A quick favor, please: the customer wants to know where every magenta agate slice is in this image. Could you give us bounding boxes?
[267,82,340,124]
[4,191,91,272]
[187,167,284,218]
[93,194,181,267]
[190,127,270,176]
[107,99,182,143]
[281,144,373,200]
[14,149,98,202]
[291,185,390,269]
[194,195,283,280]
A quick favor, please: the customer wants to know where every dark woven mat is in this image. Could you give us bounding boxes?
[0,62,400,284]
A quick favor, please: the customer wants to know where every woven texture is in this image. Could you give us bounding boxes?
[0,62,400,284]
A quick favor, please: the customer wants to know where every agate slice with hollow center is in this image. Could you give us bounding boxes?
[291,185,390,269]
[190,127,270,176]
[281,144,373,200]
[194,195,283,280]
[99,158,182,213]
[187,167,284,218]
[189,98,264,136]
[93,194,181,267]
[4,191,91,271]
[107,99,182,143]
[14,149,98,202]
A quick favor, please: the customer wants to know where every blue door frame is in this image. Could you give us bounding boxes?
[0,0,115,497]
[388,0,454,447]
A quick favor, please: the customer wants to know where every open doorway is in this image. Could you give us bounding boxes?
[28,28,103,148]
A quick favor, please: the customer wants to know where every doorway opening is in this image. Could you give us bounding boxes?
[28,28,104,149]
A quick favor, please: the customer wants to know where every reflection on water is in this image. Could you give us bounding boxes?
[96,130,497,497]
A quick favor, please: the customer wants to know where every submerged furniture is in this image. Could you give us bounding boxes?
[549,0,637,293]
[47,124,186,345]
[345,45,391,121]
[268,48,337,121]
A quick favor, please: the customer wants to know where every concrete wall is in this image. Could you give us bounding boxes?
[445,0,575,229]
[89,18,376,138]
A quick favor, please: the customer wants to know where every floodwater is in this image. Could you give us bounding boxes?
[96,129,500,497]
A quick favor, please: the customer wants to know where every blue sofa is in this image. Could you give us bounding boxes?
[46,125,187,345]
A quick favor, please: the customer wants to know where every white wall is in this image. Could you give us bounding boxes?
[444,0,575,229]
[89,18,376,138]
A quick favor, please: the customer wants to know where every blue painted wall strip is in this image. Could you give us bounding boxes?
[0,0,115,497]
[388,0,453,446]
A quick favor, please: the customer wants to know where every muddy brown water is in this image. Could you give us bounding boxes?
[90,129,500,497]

[Problem statement] Output these lines as a numbered list, leaving out blank lines.

[The reply]
1. A quick favor, please: the customer wants to know where every magenta agate slice is in this image. Could you give us bounding boxes?
2. [267,82,340,124]
3. [4,191,91,272]
4. [187,167,284,218]
5. [93,194,181,267]
6. [190,127,270,176]
7. [107,99,182,143]
8. [281,144,373,200]
9. [14,149,98,202]
10. [291,185,390,269]
11. [194,195,283,280]
12. A quick favor, please: the customer wants to know where every dark woven mat is in this image. Could you give us bounding boxes?
13. [0,62,400,284]
14. A quick favor, please: the customer wants to know where every woven texture is in this image. Could you give us bounding boxes?
15. [0,62,400,284]
16. A quick favor, please: the customer wants to know where every agate slice with hollow center is in this image. Could you give us bounding boxes?
17. [291,185,390,269]
18. [190,127,270,176]
19. [281,144,373,200]
20. [194,195,283,280]
21. [99,158,182,213]
22. [187,167,284,218]
23. [189,98,264,136]
24. [93,194,181,267]
25. [4,191,91,271]
26. [107,99,182,143]
27. [14,149,98,202]
28. A quick favor, please: the customer wants to know where every blue door frame is in this image. Could you give us bounding boxes?
29. [0,0,115,497]
30. [388,0,454,447]
31. A quick favor, please: the customer wants to know where every open doorway is in this image. Could you give us bounding boxes?
32. [28,28,103,148]
33. A quick favor, please: the customer wants to know where every doorway opening is in this image. Could you give us bounding boxes?
34. [28,28,104,149]
35. A quick favor, please: the customer wants to know where every reflection on water is in this image. Could you give us bounding boxes?
36. [96,130,497,497]
37. A quick favor, please: the customer wants to know where every submerged furniture is in this image. Could you give us bounding boxes?
38. [549,0,637,293]
39. [47,124,186,345]
40. [345,45,391,121]
41. [268,48,337,121]
42. A quick favor, please: the customer wants to know where every concrete wall is in this image. Could you give us bounding boxes?
43. [445,0,575,229]
44. [89,18,376,138]
45. A quick favor, please: the customer wants to know where every floodwater is in this image. Could you give us bounding boxes?
46. [96,129,500,497]
47. A quick favor, please: the customer wants to know where every blue sofa is in this image. Could you give us bounding boxes?
48. [46,125,187,345]
49. A quick favor, please: the customer wants to know where every white wall is in this image. Could you give us bounding boxes?
50. [444,0,575,229]
51. [89,18,376,138]
52. A quick favor, please: the customer wants to know where every blue painted wall strip is in this image. Could you give us bounding boxes?
53. [0,0,115,497]
54. [388,0,453,446]
55. A quick favor, please: the customer wants to know where every muddy brown water is in this image. Could you give us bounding boxes?
56. [90,129,500,497]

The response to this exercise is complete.